──────── Materials provided ────────
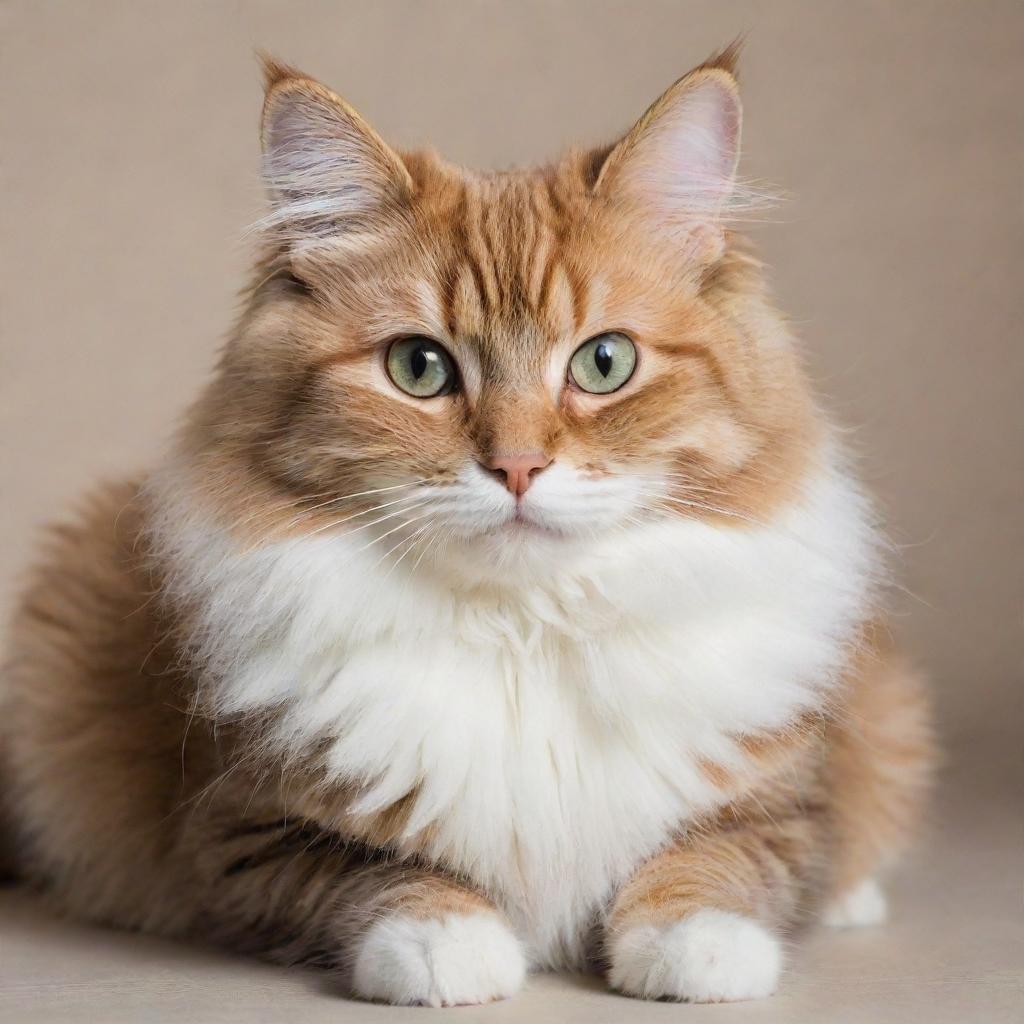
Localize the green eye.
[569,331,637,394]
[387,336,456,398]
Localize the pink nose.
[482,452,551,500]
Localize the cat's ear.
[261,56,413,244]
[594,48,742,249]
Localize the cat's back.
[0,480,206,918]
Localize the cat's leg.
[821,650,935,928]
[605,815,821,1002]
[192,820,526,1007]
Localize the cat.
[0,48,933,1006]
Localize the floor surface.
[0,744,1024,1024]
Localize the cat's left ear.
[594,48,742,251]
[261,56,413,248]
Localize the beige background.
[0,0,1024,1019]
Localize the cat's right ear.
[261,56,413,247]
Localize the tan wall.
[0,0,1024,749]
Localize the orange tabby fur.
[2,53,932,1001]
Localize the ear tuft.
[593,49,765,252]
[693,34,746,80]
[256,50,309,92]
[260,68,413,248]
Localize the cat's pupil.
[409,347,428,380]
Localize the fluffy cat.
[2,51,931,1006]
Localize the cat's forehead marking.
[439,174,589,355]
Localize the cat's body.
[4,51,930,1002]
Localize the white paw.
[352,911,526,1007]
[821,879,889,928]
[609,909,782,1002]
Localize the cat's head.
[178,54,814,566]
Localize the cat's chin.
[449,517,581,585]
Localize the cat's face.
[188,56,809,577]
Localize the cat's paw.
[352,911,526,1007]
[821,879,889,928]
[609,909,782,1002]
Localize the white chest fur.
[151,460,874,963]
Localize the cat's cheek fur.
[352,911,526,1007]
[609,909,782,1002]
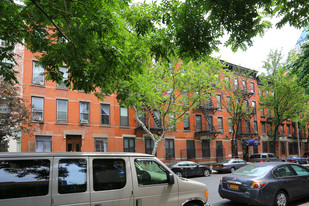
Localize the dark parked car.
[212,159,251,173]
[170,161,211,177]
[285,155,308,164]
[249,153,285,163]
[219,162,309,206]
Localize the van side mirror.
[167,173,175,185]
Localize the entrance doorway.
[66,135,82,152]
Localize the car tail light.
[251,180,267,189]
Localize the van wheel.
[175,172,182,177]
[204,169,210,177]
[274,190,288,206]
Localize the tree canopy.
[0,0,309,99]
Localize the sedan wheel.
[175,172,182,177]
[204,169,210,177]
[274,191,288,206]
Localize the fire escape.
[194,99,221,138]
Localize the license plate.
[230,185,239,190]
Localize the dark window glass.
[58,159,87,194]
[101,104,110,124]
[183,116,190,130]
[135,160,168,186]
[94,138,107,152]
[0,160,50,199]
[165,139,175,158]
[145,139,154,154]
[123,137,135,152]
[195,115,202,132]
[187,140,195,159]
[263,142,268,152]
[93,159,126,191]
[202,140,210,157]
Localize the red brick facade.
[19,47,308,163]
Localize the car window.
[0,159,50,199]
[274,166,293,177]
[135,160,168,186]
[291,165,309,175]
[234,164,272,176]
[93,159,126,191]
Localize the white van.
[0,153,208,206]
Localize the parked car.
[285,155,309,164]
[249,153,285,163]
[0,152,208,206]
[219,162,309,206]
[170,161,211,177]
[212,159,251,173]
[303,152,309,158]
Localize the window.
[0,160,50,199]
[281,142,286,155]
[195,115,202,132]
[228,118,233,133]
[145,138,154,154]
[101,104,110,124]
[58,159,87,194]
[135,159,168,186]
[32,97,44,121]
[93,159,126,191]
[234,79,239,89]
[57,67,68,88]
[218,117,223,132]
[207,116,214,132]
[242,80,247,92]
[262,122,266,135]
[32,61,44,85]
[123,137,135,152]
[35,136,52,152]
[263,142,268,153]
[79,102,90,124]
[250,82,255,93]
[216,95,221,109]
[253,121,258,134]
[261,109,265,117]
[187,140,195,159]
[120,107,129,126]
[183,116,190,130]
[165,139,175,159]
[94,138,107,152]
[202,140,210,157]
[57,99,68,123]
[252,101,256,114]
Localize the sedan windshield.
[234,165,273,176]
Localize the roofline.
[0,152,154,158]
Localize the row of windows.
[0,158,168,199]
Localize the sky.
[212,26,303,74]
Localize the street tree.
[221,67,257,157]
[260,50,309,153]
[121,55,224,155]
[0,78,32,148]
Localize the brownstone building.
[10,44,308,163]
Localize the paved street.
[191,173,309,206]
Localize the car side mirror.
[167,173,175,185]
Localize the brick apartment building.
[7,46,308,163]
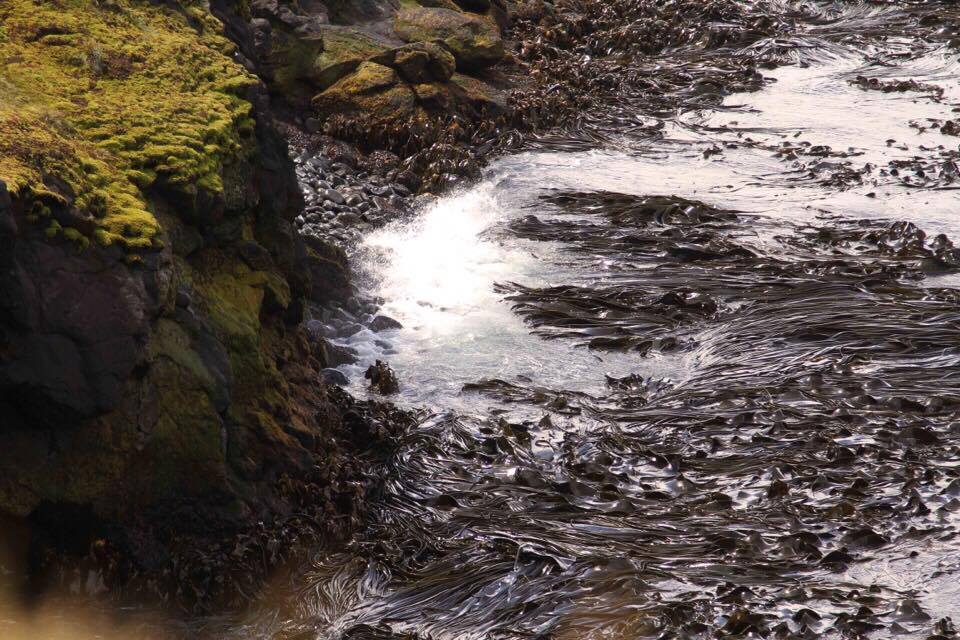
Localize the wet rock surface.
[0,1,960,638]
[225,3,960,638]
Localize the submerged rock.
[363,360,400,395]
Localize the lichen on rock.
[394,7,505,71]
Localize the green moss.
[310,28,388,90]
[0,0,255,251]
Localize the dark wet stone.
[323,369,350,387]
[370,315,403,332]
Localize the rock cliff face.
[0,0,374,592]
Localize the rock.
[313,62,416,121]
[363,360,400,395]
[322,369,350,387]
[177,287,193,309]
[323,189,347,204]
[394,7,505,71]
[337,211,360,226]
[454,0,490,13]
[304,236,350,304]
[413,82,453,112]
[451,73,507,116]
[372,42,456,84]
[370,315,403,333]
[309,26,387,91]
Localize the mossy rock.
[393,7,505,71]
[0,0,257,251]
[372,42,456,84]
[309,27,388,91]
[313,62,416,121]
[417,0,460,11]
[450,73,507,116]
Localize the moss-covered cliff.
[0,0,372,604]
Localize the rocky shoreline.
[0,0,957,624]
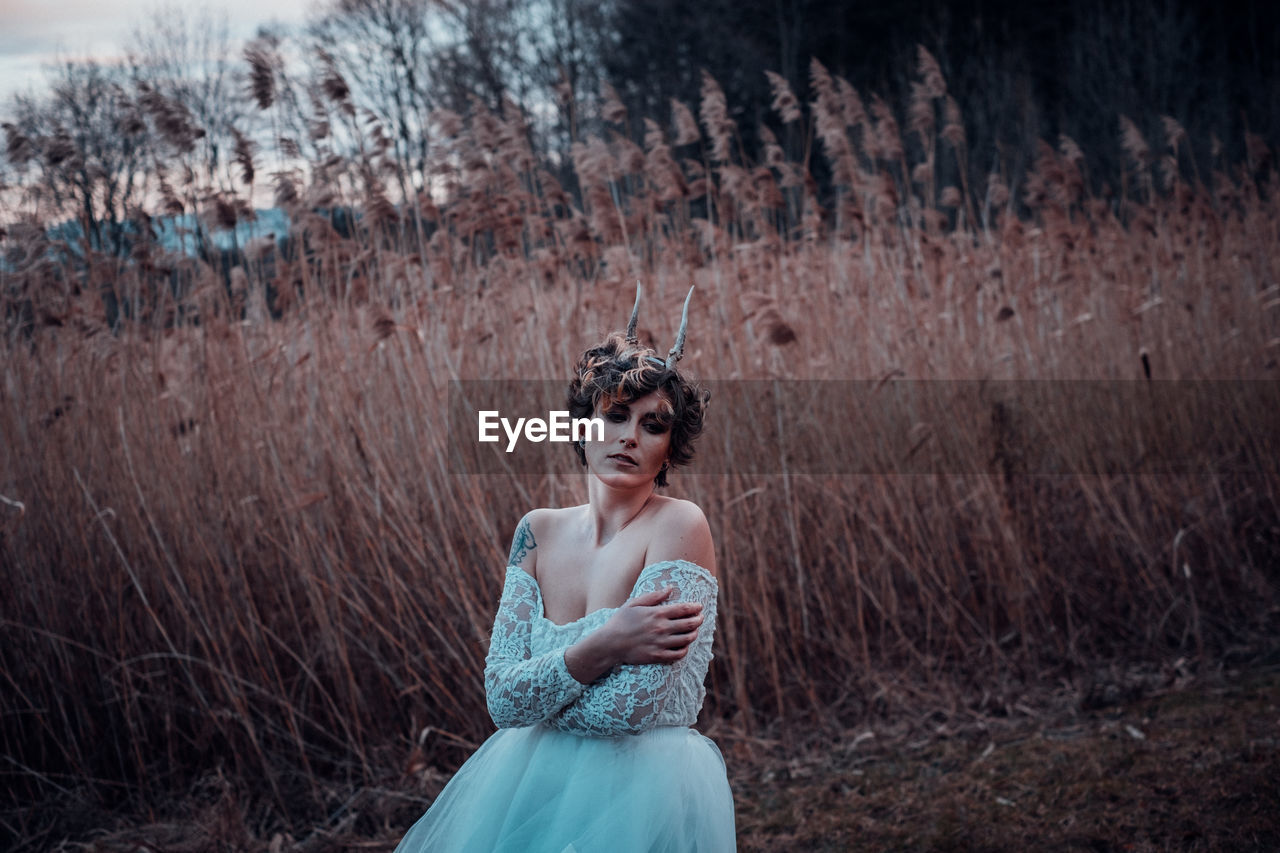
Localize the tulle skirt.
[396,726,736,853]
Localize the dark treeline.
[604,0,1280,184]
[0,0,1280,256]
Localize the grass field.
[0,53,1280,849]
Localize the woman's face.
[584,392,671,487]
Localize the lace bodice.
[484,560,718,736]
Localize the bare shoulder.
[645,498,716,575]
[507,508,549,580]
[507,507,576,580]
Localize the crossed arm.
[485,505,716,735]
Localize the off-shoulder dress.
[396,560,736,853]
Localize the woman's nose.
[618,418,636,447]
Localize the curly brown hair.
[568,332,710,485]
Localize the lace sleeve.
[548,561,718,736]
[484,566,585,729]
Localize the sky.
[0,0,317,102]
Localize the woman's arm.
[484,510,582,729]
[548,561,718,736]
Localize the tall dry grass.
[0,51,1280,835]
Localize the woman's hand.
[600,587,703,665]
[564,587,703,684]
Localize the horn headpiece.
[627,279,694,370]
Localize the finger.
[627,587,675,607]
[663,631,698,649]
[667,616,703,634]
[660,601,703,619]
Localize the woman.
[397,291,735,853]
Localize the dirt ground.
[30,665,1280,853]
[733,669,1280,850]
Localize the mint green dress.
[396,561,736,853]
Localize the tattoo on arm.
[507,515,538,566]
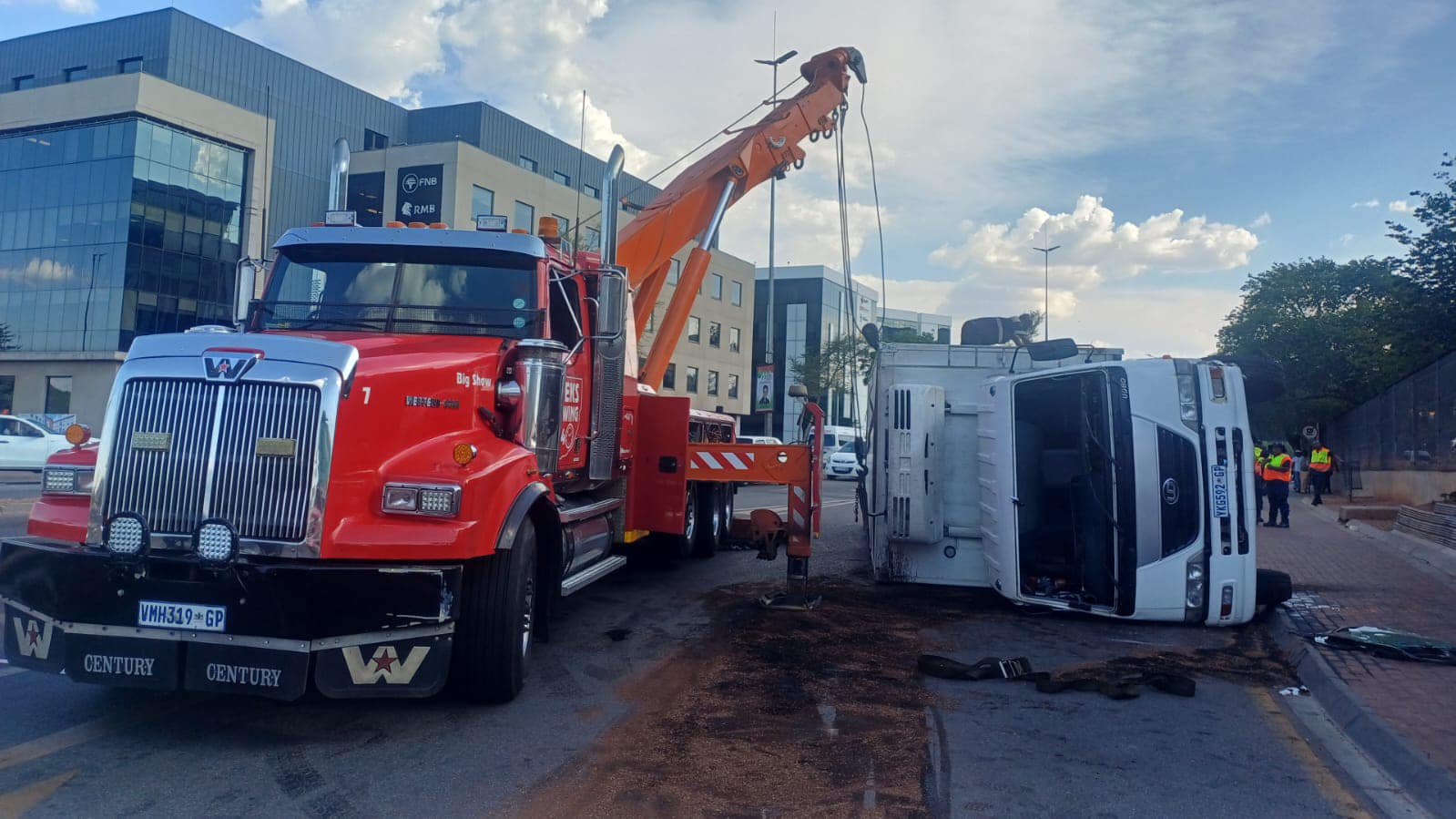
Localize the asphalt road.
[0,482,1363,817]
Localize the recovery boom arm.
[617,46,865,389]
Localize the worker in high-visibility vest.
[1264,443,1295,529]
[1309,440,1335,506]
[1254,445,1264,520]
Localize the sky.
[0,0,1456,355]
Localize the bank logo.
[343,646,430,685]
[202,346,262,382]
[10,618,56,660]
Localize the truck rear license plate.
[1213,464,1229,517]
[137,600,227,631]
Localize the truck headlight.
[380,484,460,517]
[41,466,97,496]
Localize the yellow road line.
[1247,688,1371,819]
[0,770,80,819]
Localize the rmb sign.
[394,165,444,223]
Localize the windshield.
[258,245,543,338]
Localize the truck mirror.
[1026,338,1077,362]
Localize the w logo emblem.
[202,346,262,382]
[10,618,54,660]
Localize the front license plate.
[137,600,227,631]
[1213,464,1229,517]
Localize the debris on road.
[1312,625,1456,666]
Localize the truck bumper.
[0,537,463,700]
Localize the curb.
[1274,609,1456,816]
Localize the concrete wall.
[0,353,121,435]
[350,141,754,414]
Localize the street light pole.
[1033,223,1062,340]
[754,36,798,435]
────────
◆ **Task directions**: Give the number of lines in the data that contain the string "street", treating uppercase and lowercase as different, and answer with only that number.

◆ **The answer**: 3